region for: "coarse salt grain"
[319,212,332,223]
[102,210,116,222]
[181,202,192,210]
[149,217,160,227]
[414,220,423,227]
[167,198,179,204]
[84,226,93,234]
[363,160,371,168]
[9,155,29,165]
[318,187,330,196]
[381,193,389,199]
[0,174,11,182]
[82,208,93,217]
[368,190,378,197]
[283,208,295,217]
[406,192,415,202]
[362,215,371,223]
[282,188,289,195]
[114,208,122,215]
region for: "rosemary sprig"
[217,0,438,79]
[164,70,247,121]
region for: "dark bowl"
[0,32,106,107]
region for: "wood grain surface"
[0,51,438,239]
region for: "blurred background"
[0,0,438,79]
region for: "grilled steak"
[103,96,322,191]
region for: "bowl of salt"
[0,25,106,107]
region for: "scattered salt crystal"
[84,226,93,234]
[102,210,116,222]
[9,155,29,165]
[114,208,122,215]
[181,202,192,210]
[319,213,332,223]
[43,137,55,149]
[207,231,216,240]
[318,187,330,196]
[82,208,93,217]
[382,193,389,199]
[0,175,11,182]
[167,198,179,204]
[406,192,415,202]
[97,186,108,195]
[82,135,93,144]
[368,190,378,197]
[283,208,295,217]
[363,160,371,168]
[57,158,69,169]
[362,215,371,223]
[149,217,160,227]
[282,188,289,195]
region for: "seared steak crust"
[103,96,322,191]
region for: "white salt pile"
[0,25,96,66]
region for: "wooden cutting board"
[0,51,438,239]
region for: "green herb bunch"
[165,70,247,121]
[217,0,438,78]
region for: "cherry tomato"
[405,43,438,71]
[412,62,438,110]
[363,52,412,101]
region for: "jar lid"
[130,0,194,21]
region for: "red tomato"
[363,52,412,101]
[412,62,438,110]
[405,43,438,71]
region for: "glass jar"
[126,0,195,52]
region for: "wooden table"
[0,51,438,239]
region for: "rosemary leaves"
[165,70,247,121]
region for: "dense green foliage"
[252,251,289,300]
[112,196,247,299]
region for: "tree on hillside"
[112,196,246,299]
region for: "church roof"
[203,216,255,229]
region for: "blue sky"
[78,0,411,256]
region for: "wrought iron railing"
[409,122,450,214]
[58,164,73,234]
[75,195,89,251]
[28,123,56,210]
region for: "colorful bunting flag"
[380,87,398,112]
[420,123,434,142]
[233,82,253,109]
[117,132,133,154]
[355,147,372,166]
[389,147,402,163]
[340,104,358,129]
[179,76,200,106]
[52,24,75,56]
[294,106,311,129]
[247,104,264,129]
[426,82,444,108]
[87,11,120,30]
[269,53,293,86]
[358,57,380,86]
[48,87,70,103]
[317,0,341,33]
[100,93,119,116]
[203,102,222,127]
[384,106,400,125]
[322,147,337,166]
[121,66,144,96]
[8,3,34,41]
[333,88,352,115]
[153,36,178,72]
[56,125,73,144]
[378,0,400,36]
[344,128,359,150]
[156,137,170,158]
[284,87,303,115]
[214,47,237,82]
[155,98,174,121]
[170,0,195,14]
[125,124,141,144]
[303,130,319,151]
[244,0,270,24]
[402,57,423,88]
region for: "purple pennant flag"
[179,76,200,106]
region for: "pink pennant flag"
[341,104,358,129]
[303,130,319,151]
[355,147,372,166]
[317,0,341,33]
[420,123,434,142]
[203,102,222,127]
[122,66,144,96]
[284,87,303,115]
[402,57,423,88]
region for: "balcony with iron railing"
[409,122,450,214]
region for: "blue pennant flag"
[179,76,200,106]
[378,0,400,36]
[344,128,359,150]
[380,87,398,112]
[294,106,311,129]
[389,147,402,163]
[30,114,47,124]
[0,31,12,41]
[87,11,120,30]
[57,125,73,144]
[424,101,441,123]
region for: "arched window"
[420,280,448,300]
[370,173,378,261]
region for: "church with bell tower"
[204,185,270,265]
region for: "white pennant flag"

=== Written task ===
Transcribe all of the items above line by line, with no changes.

=== Written response ===
region for: "coarse salt grain"
[319,212,332,223]
[102,210,116,222]
[181,202,192,210]
[149,217,160,227]
[414,220,423,227]
[167,198,179,204]
[84,226,93,234]
[363,160,371,168]
[9,155,29,165]
[318,187,330,196]
[381,193,389,199]
[0,174,11,182]
[82,208,93,217]
[368,190,378,197]
[283,208,295,217]
[406,192,415,202]
[362,215,371,223]
[282,188,289,195]
[114,208,122,215]
region for: "rosemary sprig"
[217,0,438,79]
[164,70,247,121]
region for: "dark bowl"
[0,32,106,107]
region for: "wood grain surface"
[0,51,438,239]
region for: "blurred background"
[0,0,438,79]
region for: "grilled steak"
[103,96,322,191]
region for: "bowl of salt"
[0,25,106,107]
region for: "scattered salt crystal"
[84,226,93,234]
[102,210,116,222]
[9,155,29,165]
[114,208,122,215]
[181,202,192,210]
[319,213,332,223]
[43,137,55,149]
[207,231,216,240]
[318,187,330,196]
[82,208,93,217]
[382,193,389,199]
[0,175,11,182]
[167,198,179,204]
[406,192,415,202]
[97,186,108,195]
[82,135,93,144]
[368,190,378,197]
[283,208,295,217]
[363,160,371,168]
[57,158,69,169]
[362,215,371,223]
[149,217,160,227]
[282,188,289,195]
region for: "seared steak crust"
[103,96,322,191]
region for: "white salt pile"
[0,25,96,66]
region for: "wooden cutting board"
[0,51,438,239]
region for: "green herb bunch"
[165,70,247,121]
[217,0,438,78]
region for: "cherry tomato"
[405,43,438,71]
[412,62,438,110]
[363,52,412,101]
region for: "jar lid"
[130,0,194,21]
region for: "red tomato"
[363,52,412,101]
[412,62,438,110]
[405,43,438,71]
region for: "glass jar"
[126,0,195,52]
region for: "wooden table"
[0,51,438,239]
region for: "rosemary leaves"
[165,70,247,121]
region for: "dense green foliage"
[252,251,289,300]
[112,196,247,299]
region for: "tree on hillside"
[112,196,246,299]
region for: "church roof"
[203,216,255,229]
region for: "blue sky"
[78,0,411,256]
region for: "wrought iron railing"
[409,122,450,214]
[58,164,73,234]
[75,195,89,251]
[28,123,56,210]
region for: "colorful bunting flag"
[380,87,398,112]
[420,123,434,142]
[233,82,253,109]
[117,132,133,154]
[355,147,372,166]
[389,147,402,163]
[340,104,358,129]
[179,76,200,106]
[52,24,75,56]
[294,106,311,129]
[247,104,264,129]
[426,82,444,108]
[87,11,120,30]
[269,53,293,86]
[358,57,380,86]
[48,87,70,103]
[317,0,341,33]
[100,93,119,116]
[203,102,222,127]
[384,106,400,125]
[322,147,337,166]
[121,66,144,96]
[8,3,34,41]
[333,88,352,115]
[153,36,178,72]
[56,125,73,144]
[378,0,400,36]
[344,128,359,150]
[156,137,170,158]
[284,87,303,115]
[214,47,237,82]
[155,98,174,121]
[170,0,195,14]
[125,124,141,144]
[303,130,319,151]
[244,0,270,24]
[402,57,423,88]
region for: "purple pennant flag"
[179,76,200,106]
region for: "pink pennant flag"
[341,104,358,129]
[303,130,319,151]
[355,147,372,166]
[317,0,341,33]
[420,123,434,142]
[203,102,222,127]
[122,66,144,96]
[284,87,303,115]
[402,57,423,88]
region for: "balcony with iron railing"
[409,122,450,214]
region for: "blue pennant flag"
[179,76,200,106]
[378,0,400,36]
[344,128,359,150]
[380,87,398,112]
[294,106,311,129]
[389,147,402,163]
[30,114,47,124]
[0,31,12,41]
[87,11,120,30]
[57,125,73,144]
[424,101,441,123]
region for: "arched window"
[420,280,448,300]
[370,173,378,261]
region for: "church with bell tower"
[204,185,270,265]
region for: "white pennant flag"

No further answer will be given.